Text passage ::
-- Start --

In order to run face recognition searches, law enforcement relies on various sources including driver’s license photos and mugshots. The faceprints used to identify possible matches have been collected without consent for that purpose. Many states will run searches against their driver’s license photo databases for the FBI.[35] Additionally, states can submit images to the FBI to run against its own face recognition database, which includes mugshots submitted by federal, state, and local agencies. State and local law enforcement agencies also maintain and run searches against their own databases of driver’s license and mugshot images from their own jurisdiction, as well as other jurisdictions and even other countries. For example, the Maricopa County Sheriff’s Office in Arizona included mugshots from Honduras in its face recognition match database.[36]

Using people’s faceprints outside of their original purposes and without their knowledge is an invasion of privacy and violates public trust.

6. In addition to racial bias in how law enforcement uses face recognition, the technology itself poses disproportionate risks of misidentification for Black, Asian, and Indigenous people.

Studies of face recognition algorithms have documented the fact that commercial algorithms available for purchase and used by government entities around the country have inequitable error rates across a number of demographics including race, sex, and age.[37] The National Institute of Standards and Technology’s Face Recognition Vendor Test found significant variation in both false positive and false negative error rates[38] across race, sex, and age with the highest false positives for U.S. law enforcement mugshots among Black, Asian, and Indigenous people.[39] In a comparison of match rates by country of origin, photos of people from East African countries had false positive rates 100 times higher than the baseline rate.[40]

Conclusion

The evidence that face recognition technology impedes our rights has never been more clear. Even major technology companies have acknowledged the harms of law enforcement use of face recognition. In June 2020, as institutions across the country faced a reckoning over racial equity, IBM, Microsoft, and Amazon announced that they would be halting the sales of their face recognition technology to law enforcement. Now is the moment for national policymakers to address law enforcement use of this technology.

-- End --

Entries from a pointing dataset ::
-- Start --

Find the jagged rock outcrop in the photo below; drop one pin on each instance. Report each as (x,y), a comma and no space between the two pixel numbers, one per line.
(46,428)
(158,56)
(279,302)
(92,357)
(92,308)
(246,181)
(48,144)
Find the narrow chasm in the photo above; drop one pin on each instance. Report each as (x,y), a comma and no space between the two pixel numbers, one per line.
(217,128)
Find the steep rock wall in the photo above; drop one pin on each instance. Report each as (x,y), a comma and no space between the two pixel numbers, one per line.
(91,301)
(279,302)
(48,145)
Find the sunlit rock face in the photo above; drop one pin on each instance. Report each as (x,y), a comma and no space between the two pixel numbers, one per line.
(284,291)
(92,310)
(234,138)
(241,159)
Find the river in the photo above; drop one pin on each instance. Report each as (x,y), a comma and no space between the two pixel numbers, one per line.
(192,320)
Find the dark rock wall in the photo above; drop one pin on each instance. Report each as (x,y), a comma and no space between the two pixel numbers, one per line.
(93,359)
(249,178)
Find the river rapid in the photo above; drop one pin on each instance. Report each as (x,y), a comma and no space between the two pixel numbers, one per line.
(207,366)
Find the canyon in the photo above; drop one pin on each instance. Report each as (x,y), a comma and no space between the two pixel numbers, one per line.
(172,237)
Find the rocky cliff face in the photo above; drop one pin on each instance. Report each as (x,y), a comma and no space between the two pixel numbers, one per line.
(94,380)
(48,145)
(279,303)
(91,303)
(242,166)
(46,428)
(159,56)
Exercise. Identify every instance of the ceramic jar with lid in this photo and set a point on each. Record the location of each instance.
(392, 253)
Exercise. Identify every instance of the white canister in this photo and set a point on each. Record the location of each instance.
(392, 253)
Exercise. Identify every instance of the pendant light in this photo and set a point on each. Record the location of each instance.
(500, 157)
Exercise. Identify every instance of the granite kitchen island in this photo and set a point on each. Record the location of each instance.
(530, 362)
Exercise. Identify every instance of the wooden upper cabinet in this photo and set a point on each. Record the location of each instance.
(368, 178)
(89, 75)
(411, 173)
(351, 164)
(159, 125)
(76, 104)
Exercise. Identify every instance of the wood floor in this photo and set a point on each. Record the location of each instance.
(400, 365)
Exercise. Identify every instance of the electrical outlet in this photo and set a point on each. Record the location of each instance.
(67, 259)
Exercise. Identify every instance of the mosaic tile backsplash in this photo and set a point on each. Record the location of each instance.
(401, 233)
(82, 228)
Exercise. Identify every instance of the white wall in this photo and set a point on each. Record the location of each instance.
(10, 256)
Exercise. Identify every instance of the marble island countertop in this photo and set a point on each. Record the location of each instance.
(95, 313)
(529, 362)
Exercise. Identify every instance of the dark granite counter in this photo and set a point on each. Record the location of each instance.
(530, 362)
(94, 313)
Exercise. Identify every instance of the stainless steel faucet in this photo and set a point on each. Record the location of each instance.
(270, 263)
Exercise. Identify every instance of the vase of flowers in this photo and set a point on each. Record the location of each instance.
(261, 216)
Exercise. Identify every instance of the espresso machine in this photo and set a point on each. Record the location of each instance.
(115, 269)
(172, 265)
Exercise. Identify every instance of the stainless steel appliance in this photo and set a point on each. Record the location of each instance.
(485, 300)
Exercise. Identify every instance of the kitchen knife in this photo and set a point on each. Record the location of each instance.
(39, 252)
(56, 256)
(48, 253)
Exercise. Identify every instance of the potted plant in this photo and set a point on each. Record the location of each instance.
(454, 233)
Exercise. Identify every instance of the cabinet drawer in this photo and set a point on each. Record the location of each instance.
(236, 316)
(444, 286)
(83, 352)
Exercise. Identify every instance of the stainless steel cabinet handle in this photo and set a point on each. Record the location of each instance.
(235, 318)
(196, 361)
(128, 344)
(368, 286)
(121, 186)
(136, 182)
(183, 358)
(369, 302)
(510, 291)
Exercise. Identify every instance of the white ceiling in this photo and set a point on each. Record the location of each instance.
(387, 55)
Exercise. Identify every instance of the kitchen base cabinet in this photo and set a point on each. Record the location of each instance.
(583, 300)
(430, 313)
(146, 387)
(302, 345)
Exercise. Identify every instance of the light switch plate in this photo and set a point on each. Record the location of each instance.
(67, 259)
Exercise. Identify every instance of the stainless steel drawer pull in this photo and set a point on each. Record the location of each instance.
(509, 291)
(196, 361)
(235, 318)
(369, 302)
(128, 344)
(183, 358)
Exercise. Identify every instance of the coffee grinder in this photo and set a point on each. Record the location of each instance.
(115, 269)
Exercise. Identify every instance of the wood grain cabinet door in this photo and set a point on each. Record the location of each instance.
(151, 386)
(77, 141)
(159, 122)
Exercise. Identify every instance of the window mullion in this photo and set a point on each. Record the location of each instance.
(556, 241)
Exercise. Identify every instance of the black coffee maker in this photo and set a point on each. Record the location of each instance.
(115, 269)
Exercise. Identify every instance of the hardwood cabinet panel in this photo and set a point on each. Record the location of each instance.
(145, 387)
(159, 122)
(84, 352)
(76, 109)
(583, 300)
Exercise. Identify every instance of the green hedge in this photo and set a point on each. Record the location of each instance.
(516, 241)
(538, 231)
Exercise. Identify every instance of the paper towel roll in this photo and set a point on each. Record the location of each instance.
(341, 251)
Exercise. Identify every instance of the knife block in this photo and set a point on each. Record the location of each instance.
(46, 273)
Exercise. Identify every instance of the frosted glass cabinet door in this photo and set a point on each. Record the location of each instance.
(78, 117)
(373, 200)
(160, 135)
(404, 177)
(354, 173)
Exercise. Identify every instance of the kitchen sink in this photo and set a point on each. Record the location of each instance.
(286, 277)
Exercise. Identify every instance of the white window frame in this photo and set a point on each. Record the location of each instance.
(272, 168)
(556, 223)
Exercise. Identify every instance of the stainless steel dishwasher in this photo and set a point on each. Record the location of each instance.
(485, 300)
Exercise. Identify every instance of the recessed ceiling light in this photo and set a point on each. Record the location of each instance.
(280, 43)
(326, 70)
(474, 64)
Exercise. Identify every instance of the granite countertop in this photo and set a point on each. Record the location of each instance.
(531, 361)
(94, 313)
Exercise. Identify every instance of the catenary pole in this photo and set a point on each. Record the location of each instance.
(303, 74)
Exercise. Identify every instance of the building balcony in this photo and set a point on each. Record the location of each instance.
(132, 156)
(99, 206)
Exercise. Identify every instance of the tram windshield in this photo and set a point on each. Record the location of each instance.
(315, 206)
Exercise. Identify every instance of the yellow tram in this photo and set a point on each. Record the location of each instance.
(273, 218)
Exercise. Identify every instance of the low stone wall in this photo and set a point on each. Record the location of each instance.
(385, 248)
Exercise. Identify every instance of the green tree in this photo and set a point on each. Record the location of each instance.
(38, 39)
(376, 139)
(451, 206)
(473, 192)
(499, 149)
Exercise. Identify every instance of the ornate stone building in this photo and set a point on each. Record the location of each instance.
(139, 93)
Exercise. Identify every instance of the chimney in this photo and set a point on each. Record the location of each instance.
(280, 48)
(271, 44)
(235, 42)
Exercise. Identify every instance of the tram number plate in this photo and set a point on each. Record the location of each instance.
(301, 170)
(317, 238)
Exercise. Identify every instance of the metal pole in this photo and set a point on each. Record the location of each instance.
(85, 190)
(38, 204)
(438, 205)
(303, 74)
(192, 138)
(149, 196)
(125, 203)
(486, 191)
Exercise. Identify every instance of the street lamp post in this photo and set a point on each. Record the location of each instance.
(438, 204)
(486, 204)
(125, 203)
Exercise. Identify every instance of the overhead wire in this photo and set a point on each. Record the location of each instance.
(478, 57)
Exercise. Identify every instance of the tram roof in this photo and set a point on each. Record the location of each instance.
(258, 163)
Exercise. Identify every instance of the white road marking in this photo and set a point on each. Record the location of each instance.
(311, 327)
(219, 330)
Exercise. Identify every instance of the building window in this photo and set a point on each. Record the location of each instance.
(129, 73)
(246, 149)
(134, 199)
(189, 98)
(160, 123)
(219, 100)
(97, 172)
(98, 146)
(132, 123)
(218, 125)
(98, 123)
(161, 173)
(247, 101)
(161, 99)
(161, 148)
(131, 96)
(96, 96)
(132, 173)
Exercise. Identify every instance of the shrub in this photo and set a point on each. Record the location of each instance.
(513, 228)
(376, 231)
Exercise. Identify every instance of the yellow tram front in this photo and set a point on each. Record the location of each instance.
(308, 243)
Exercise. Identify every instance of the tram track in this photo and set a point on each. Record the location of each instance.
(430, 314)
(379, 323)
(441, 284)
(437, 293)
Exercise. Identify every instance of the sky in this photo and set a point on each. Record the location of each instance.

-- End --
-- Start --

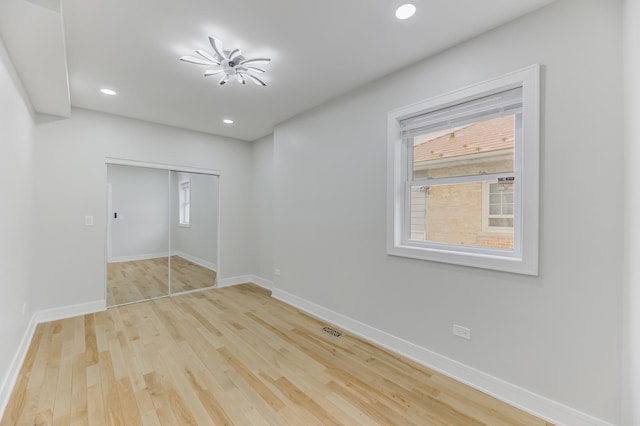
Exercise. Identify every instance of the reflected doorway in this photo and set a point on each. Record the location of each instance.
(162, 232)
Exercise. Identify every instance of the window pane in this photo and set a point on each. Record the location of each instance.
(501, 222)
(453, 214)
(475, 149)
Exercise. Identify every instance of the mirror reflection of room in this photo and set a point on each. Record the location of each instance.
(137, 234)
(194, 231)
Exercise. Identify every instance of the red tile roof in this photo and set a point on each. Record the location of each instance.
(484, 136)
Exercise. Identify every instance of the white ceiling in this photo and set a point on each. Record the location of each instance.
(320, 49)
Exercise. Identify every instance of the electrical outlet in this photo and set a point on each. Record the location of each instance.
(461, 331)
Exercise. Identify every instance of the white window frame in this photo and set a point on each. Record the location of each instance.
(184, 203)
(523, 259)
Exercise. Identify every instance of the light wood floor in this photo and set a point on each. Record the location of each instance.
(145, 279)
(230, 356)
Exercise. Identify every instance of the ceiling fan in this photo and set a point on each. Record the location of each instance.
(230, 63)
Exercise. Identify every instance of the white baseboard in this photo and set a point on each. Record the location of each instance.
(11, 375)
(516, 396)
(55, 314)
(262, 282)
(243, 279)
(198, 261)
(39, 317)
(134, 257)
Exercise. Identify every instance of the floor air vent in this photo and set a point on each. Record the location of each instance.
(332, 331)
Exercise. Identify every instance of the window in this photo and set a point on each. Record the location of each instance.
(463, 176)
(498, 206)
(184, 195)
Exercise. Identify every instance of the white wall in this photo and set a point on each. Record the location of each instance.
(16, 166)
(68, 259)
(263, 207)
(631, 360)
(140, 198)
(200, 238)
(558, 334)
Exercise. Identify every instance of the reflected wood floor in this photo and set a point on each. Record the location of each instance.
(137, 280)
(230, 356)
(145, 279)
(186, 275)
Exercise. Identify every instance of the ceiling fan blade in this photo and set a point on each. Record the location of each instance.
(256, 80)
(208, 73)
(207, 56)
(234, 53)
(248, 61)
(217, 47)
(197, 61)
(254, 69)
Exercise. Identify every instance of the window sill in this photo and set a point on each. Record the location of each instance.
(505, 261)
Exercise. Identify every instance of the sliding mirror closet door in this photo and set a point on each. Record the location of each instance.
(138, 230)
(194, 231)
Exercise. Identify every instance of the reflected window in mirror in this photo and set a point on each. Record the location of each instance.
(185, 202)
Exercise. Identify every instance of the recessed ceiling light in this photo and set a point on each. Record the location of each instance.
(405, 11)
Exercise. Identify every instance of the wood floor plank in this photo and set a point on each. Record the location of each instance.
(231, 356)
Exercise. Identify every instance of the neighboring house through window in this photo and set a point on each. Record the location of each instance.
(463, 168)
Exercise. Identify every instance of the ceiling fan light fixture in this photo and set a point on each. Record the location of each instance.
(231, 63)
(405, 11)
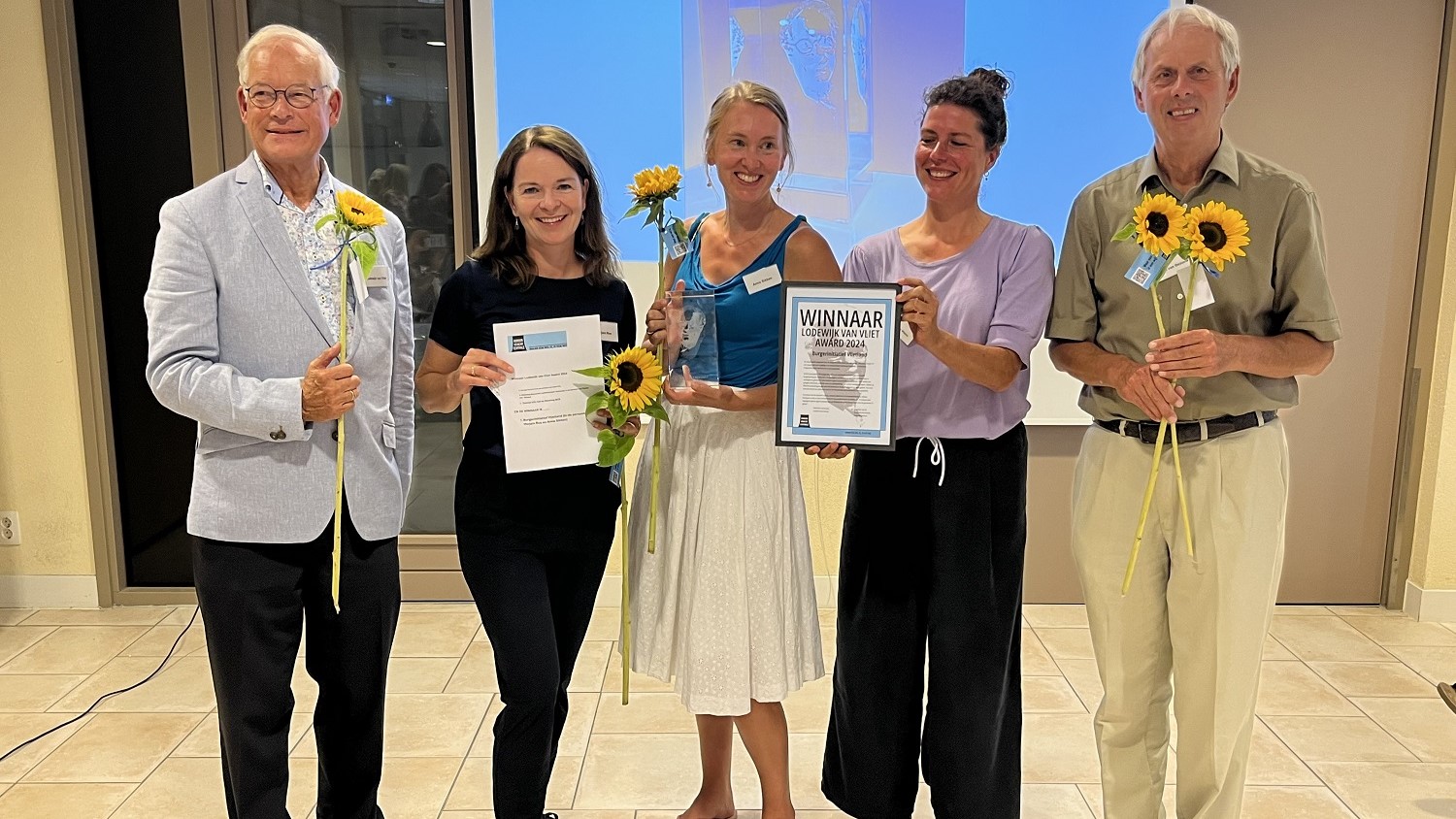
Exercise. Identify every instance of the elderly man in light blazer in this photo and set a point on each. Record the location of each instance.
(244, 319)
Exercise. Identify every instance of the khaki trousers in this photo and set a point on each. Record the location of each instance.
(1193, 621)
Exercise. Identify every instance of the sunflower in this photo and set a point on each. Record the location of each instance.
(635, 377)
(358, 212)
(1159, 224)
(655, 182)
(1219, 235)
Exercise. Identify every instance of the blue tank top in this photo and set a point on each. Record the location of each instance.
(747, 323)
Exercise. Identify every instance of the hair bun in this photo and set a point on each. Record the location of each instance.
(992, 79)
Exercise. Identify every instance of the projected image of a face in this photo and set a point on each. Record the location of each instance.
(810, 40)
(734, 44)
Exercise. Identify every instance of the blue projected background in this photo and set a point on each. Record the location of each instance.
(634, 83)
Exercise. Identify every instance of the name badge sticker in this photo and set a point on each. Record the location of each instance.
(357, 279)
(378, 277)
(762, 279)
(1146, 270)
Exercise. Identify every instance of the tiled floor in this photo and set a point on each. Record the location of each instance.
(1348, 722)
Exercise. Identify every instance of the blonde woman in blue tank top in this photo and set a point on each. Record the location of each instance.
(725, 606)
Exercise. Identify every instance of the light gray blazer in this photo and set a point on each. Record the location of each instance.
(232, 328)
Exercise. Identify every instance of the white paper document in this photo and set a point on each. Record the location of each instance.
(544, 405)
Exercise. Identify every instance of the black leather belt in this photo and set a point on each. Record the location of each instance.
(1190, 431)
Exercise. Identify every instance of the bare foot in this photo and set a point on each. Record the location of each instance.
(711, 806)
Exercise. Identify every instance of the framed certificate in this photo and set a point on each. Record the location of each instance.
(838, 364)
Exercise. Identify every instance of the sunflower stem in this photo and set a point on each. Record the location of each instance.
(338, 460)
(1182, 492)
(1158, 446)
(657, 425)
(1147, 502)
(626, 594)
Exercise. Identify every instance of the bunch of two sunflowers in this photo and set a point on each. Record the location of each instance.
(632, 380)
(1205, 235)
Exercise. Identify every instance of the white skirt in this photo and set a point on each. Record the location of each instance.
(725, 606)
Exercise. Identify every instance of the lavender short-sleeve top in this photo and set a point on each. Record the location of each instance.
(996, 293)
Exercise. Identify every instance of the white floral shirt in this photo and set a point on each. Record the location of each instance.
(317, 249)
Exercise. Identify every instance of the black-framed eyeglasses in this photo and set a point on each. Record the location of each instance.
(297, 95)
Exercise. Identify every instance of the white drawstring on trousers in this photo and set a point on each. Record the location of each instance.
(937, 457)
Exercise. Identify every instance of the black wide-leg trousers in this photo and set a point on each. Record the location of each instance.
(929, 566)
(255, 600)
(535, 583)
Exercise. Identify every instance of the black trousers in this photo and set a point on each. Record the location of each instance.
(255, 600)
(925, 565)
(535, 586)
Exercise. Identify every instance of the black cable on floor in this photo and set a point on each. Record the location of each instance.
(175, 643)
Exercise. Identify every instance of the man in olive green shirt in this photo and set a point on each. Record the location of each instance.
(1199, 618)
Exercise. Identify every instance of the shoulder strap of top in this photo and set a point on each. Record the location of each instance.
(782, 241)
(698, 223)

-- End --

Work to do :: Resume the passage on police use of face recognition, picking up right after its final sentence.

Answer to the task ::
A ban or moratorium on law enforcement use of face recognition is the most effective way to address all of the concerns outlined in this statement. With Congress slow to act, a number of states and localities have taken action. Over a dozen cities across the country have banned face recognition, and multiple states have placed restrictions on its use.[41] Accordingly, it is essential that any federal laws that seek to regulate face recognition do not preempt state and local bans. Given the concerns outlined above, one thing is clear: policymakers must act to protect the public from this dangerous technology now.

Signatories:

Access Now
Action Center on Race and the Economy
American Civil Liberties Union
Amnesty International USA
Asian Americans Advancing Justice – AAJC 
Athena
Brennan Center for Justice
Center for Democracy & Technology
Center on Privacy & Technology at Georgetown Law
Center on Race, Inequality, and the Law at NYU Law
Color of Change
Defending Rights & Dissent
Demand Progress Education Fund
Demos
Electronic Frontier Foundation (EFF)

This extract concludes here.